• _Work to complete_
Set down exactly the lines that run from the line with "Pick out the trash can, placing" to the end of the data, and nothing else.

• _Source material_

□ □ □

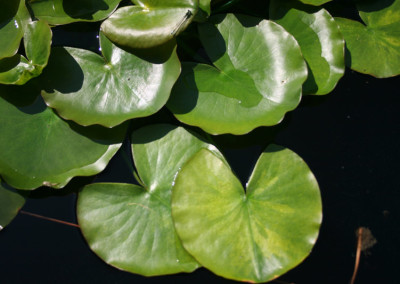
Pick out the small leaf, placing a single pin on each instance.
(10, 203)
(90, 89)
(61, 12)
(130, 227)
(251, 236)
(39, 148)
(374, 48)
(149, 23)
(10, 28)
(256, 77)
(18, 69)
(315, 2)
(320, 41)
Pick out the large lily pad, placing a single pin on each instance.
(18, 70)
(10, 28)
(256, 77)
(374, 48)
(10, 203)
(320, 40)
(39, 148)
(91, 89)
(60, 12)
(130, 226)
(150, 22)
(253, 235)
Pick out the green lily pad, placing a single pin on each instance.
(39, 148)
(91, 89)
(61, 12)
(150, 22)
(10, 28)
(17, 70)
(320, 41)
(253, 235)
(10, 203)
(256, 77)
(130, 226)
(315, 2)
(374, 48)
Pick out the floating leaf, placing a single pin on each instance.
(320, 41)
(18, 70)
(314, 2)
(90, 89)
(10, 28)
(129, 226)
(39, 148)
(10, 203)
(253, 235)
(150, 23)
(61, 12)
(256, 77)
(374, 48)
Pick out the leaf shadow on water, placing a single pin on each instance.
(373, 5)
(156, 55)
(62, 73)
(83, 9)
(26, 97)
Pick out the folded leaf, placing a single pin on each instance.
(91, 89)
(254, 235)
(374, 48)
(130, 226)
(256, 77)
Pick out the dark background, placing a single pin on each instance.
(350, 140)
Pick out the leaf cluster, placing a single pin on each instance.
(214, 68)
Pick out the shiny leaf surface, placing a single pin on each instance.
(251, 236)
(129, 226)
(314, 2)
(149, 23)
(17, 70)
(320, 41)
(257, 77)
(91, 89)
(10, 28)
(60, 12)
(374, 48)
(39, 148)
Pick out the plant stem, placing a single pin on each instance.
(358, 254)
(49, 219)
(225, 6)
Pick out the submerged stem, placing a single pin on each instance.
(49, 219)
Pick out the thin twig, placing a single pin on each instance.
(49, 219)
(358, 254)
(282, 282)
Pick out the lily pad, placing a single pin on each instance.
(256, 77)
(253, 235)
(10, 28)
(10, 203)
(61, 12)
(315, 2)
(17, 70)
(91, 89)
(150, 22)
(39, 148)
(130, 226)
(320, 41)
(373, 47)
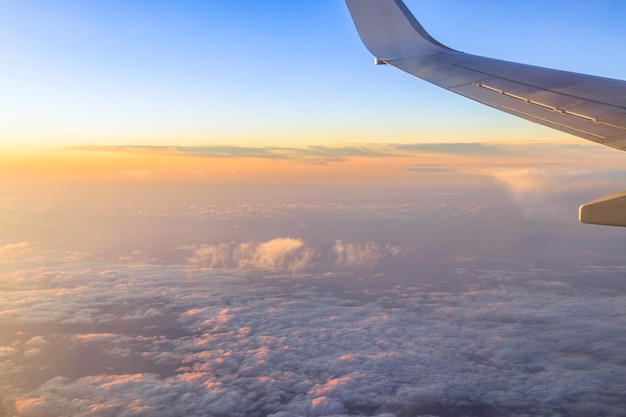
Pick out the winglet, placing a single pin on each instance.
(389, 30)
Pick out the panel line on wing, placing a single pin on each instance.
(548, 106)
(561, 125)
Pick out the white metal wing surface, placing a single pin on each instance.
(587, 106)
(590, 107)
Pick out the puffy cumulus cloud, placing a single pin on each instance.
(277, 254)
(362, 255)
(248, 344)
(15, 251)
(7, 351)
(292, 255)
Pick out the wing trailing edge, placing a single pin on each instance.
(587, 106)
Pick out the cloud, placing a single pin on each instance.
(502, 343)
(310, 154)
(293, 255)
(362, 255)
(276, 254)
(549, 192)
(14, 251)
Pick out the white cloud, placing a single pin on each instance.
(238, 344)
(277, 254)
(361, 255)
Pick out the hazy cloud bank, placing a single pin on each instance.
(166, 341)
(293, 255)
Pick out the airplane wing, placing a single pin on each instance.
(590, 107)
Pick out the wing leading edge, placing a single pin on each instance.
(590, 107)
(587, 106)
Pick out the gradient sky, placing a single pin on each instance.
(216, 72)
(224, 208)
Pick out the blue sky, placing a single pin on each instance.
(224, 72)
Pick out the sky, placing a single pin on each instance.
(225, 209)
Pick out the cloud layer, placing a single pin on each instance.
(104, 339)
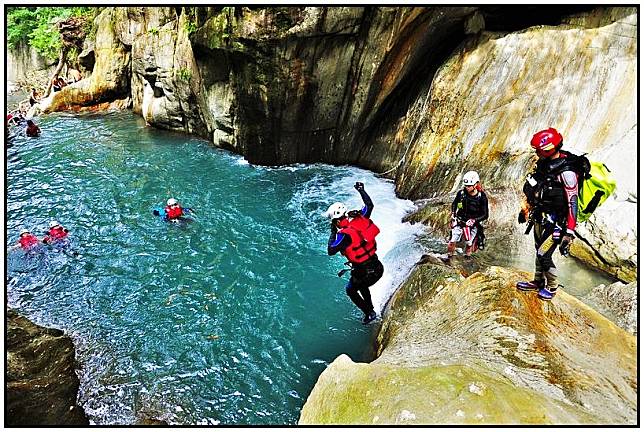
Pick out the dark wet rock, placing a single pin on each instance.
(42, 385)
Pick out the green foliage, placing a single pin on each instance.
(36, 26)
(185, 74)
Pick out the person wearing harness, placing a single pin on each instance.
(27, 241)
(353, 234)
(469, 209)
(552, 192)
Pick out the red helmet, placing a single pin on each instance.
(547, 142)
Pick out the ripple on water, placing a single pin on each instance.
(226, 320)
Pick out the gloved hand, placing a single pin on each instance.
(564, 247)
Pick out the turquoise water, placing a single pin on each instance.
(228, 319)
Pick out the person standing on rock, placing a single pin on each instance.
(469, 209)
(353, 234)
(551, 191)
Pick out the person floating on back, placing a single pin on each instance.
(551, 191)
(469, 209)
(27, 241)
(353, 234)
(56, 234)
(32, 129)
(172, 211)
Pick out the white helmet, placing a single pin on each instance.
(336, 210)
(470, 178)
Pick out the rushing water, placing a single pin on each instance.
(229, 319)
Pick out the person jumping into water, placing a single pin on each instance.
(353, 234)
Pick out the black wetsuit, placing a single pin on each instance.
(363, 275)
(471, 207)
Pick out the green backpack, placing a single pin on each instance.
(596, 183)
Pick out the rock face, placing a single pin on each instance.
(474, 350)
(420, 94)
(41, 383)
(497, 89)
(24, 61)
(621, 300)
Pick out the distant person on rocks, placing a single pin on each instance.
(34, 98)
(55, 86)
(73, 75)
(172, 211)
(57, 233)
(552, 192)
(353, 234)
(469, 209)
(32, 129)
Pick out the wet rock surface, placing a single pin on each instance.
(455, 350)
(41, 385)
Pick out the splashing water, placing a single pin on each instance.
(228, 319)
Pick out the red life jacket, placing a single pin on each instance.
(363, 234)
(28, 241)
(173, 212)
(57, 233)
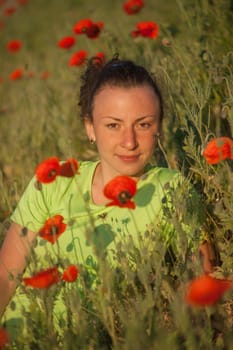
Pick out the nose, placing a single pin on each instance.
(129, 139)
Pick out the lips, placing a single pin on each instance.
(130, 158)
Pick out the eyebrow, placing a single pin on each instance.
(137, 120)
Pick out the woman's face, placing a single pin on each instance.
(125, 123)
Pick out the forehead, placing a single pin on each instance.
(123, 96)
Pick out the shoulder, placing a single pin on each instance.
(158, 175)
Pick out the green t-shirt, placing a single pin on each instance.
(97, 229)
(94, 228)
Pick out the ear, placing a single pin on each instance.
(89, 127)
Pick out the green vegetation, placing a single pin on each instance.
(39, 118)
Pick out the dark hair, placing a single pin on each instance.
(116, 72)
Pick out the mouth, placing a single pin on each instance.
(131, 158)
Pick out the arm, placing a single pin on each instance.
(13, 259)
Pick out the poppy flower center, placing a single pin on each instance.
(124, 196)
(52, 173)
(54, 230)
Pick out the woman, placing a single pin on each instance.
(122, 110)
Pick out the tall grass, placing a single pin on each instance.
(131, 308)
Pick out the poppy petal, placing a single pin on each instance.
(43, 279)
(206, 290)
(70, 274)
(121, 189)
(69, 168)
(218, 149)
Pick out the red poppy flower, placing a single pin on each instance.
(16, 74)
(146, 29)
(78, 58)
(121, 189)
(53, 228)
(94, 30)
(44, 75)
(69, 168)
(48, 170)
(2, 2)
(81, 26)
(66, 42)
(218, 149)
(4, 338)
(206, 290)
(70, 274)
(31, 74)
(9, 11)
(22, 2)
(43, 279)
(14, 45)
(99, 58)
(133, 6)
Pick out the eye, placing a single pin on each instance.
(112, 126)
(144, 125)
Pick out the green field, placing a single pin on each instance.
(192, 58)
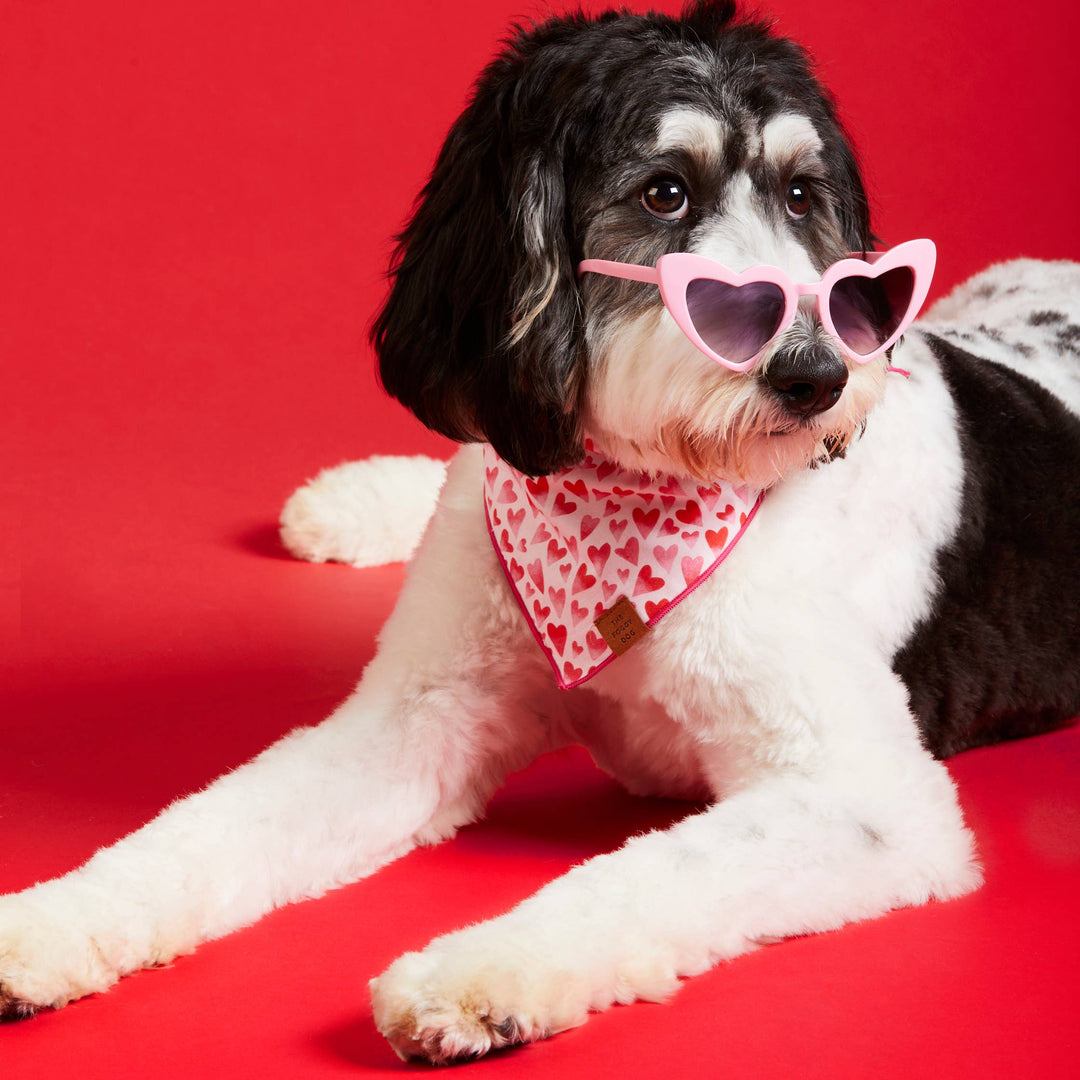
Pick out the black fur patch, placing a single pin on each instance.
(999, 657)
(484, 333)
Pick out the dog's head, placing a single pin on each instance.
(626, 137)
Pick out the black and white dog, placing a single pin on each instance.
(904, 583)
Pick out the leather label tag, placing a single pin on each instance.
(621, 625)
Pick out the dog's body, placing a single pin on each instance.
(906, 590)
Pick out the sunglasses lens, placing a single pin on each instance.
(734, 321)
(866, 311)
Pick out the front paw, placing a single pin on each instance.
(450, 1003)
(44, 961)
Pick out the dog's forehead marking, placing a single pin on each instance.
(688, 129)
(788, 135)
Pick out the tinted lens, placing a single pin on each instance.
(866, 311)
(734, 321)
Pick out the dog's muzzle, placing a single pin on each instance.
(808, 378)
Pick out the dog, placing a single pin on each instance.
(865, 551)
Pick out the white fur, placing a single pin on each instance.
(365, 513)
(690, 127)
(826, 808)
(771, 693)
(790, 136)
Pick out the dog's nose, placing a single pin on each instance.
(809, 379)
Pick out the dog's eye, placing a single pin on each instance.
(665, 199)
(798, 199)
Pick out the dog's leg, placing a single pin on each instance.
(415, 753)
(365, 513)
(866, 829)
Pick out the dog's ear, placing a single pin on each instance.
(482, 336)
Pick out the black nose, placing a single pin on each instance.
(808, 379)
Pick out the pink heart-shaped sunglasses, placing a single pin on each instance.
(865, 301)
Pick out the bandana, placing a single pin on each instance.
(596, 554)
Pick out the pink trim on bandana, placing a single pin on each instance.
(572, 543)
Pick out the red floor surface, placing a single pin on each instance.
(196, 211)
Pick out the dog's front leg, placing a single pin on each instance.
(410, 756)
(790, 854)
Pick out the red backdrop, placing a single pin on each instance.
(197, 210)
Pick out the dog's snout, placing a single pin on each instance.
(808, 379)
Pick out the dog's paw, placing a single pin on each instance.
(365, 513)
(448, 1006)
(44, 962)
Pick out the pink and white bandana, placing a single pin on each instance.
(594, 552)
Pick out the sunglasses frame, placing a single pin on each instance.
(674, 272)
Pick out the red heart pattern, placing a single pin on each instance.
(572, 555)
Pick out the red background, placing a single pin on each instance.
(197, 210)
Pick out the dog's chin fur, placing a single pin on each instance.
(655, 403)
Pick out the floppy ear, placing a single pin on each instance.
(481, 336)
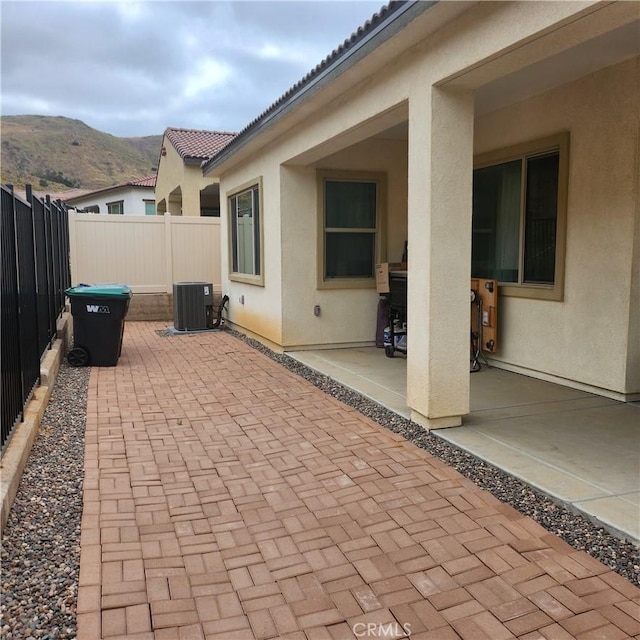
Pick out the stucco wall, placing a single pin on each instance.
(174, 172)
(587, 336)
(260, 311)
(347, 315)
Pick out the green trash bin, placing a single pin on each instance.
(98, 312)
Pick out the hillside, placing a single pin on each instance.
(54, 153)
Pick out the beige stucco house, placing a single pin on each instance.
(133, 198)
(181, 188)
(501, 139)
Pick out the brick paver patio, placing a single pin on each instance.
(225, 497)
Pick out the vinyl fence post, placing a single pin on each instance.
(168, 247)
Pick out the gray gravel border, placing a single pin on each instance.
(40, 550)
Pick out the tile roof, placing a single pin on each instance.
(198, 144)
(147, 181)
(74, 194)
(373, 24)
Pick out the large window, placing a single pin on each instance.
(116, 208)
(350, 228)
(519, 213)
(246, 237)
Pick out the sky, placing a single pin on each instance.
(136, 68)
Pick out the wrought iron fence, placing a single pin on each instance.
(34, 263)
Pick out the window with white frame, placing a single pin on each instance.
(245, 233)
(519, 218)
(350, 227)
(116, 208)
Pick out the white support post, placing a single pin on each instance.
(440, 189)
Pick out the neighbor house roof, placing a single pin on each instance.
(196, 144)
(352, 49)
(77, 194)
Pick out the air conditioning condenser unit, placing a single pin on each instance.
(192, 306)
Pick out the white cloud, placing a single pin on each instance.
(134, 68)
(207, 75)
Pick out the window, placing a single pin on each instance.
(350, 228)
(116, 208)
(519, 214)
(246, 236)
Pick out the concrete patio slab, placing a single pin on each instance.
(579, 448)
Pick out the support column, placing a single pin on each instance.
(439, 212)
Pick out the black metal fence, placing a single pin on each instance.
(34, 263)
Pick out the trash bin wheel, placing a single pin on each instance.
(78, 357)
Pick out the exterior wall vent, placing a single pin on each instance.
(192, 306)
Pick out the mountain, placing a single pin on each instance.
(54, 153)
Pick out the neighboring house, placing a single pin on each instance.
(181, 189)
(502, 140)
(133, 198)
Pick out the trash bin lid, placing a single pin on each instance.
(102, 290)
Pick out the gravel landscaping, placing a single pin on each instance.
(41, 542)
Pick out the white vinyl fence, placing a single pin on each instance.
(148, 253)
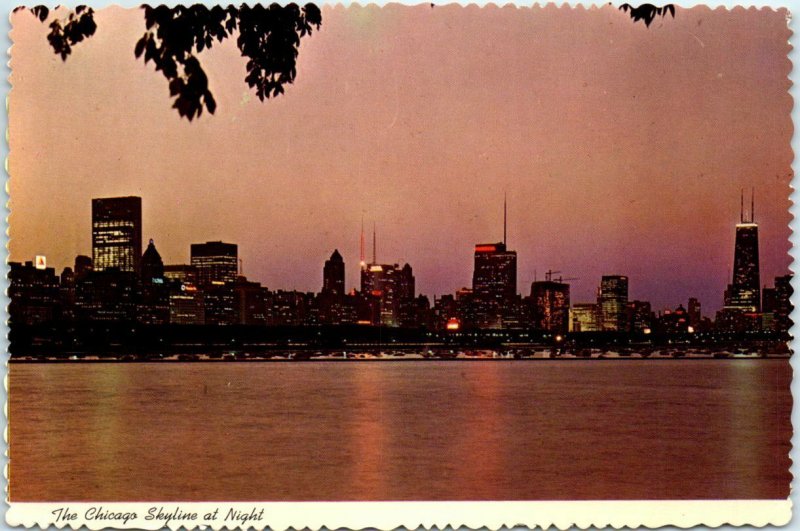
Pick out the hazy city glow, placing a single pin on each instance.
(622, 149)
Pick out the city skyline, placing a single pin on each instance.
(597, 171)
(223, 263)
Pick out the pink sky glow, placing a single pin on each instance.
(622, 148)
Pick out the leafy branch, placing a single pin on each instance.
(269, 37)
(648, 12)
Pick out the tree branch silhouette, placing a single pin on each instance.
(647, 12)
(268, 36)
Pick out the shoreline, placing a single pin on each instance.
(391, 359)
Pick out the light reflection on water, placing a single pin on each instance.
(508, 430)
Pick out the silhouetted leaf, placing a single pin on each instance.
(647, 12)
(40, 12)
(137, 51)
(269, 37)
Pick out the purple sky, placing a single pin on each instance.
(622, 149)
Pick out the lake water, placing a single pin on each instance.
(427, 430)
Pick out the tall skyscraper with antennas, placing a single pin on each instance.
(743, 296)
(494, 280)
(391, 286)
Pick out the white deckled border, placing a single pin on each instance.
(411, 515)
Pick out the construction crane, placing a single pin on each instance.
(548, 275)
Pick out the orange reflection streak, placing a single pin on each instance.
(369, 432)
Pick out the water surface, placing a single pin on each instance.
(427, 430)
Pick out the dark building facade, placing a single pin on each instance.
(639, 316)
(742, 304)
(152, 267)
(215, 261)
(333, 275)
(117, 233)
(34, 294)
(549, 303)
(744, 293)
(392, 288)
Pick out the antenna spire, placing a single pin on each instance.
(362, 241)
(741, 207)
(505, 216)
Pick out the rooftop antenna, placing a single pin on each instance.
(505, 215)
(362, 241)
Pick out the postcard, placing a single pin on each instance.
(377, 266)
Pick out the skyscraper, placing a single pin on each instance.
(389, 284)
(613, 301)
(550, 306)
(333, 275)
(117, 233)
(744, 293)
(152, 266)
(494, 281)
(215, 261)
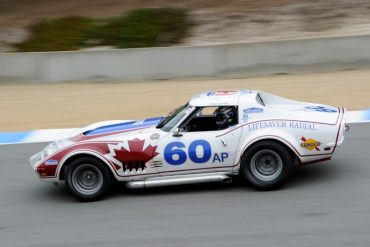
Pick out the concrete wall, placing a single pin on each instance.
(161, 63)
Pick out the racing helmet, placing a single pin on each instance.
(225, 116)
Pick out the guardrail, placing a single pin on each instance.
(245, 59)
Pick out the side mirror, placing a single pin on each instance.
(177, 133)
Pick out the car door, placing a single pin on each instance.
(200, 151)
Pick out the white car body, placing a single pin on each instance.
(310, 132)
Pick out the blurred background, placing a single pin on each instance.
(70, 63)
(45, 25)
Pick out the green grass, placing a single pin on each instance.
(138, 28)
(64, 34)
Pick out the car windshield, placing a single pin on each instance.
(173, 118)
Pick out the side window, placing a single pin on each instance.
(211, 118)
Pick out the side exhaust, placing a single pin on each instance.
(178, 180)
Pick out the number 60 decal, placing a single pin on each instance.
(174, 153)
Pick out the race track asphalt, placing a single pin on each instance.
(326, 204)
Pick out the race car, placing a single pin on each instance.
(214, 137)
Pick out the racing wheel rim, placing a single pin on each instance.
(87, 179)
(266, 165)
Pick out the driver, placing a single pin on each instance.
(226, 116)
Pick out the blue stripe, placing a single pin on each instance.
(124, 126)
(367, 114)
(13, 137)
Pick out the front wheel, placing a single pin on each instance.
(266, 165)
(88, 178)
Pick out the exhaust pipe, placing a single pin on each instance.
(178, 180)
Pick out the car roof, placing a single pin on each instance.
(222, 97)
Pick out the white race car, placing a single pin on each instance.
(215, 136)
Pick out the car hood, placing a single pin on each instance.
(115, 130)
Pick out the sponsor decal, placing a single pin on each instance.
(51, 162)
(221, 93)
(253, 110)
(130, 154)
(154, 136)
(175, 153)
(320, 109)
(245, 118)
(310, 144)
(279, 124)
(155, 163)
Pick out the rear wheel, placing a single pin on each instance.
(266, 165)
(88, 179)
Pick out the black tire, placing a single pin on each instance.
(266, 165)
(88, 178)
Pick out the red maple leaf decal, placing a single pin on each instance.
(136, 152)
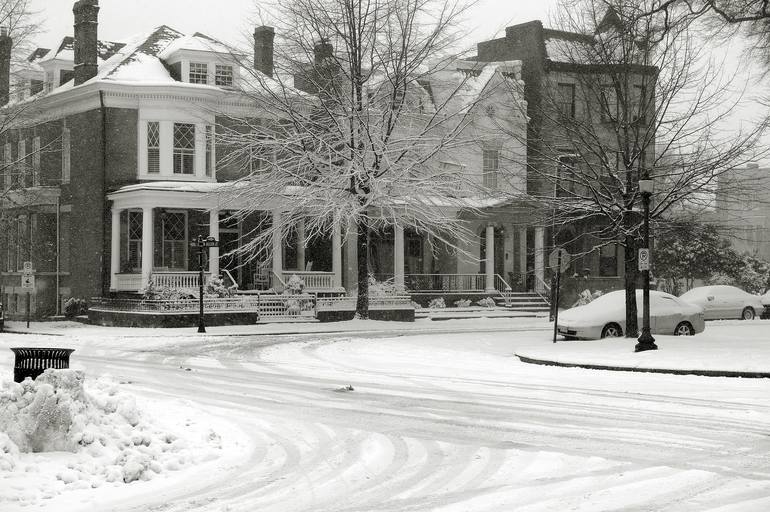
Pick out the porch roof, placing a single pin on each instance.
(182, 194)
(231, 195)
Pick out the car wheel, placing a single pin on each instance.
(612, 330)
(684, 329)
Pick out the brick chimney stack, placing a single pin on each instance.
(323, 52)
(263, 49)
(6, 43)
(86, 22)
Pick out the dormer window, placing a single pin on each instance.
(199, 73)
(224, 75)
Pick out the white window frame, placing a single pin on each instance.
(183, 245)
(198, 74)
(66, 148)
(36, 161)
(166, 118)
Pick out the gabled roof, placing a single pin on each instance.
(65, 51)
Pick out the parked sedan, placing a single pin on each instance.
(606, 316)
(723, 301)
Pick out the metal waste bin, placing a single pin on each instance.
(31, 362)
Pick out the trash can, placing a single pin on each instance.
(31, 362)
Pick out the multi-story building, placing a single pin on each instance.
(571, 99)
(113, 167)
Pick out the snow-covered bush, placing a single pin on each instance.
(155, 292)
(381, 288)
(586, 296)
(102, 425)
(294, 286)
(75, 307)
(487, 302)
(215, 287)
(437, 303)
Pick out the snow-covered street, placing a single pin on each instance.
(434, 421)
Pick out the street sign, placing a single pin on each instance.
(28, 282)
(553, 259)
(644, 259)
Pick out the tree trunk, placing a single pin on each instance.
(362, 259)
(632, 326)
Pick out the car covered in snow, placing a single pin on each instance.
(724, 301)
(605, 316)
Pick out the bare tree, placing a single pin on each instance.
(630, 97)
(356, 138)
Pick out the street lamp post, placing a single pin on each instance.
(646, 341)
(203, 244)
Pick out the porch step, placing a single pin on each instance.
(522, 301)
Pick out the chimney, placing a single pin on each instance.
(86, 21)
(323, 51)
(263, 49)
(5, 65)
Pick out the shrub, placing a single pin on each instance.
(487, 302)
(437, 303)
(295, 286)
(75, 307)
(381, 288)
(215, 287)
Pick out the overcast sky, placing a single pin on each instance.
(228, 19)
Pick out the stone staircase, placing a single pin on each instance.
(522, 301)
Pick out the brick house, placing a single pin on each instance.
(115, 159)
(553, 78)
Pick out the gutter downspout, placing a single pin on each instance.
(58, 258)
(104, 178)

□ □ □

• _Answer to this task_
Pick out the trash can, placing a single pin on each instance.
(31, 362)
Pick out the multi-story building, placing a single pin on each instance.
(571, 99)
(113, 167)
Pick out the snow-covered bush, placing a single pin on each instance.
(155, 292)
(381, 288)
(586, 296)
(102, 425)
(294, 286)
(75, 307)
(487, 302)
(215, 287)
(437, 303)
Pick out the snow-covered street, placing a single pin on each instance.
(434, 421)
Pick out the street sign, placing a single pin on each instance.
(28, 282)
(553, 259)
(644, 259)
Pick out the tree trunk, placing a single pin on each instance.
(362, 259)
(632, 326)
Pick out the car covered in snow, placing a single pin on each instance.
(724, 301)
(605, 316)
Pick out the bare tree, placing a single pin on each instance.
(630, 97)
(356, 138)
Pick out the street lamp post, placing a single pin on each instance.
(646, 341)
(203, 244)
Pick out the porch step, placing a single pin on each instance.
(522, 301)
Pick out the chimney, placing a single pin on each instance.
(86, 21)
(323, 51)
(263, 49)
(5, 65)
Pick out the shrub, placing a single pin on each instance.
(487, 302)
(437, 303)
(295, 286)
(75, 307)
(381, 288)
(215, 287)
Pick out the overcast sky, placing a single pin on each instance.
(228, 19)
Pick out the stone staircase, placing a single pin on each instance.
(522, 301)
Pick out the brick house, placing a single pin on each instance.
(115, 159)
(553, 78)
Pick out the gutter downspout, placing a single pin on each instance.
(58, 258)
(104, 178)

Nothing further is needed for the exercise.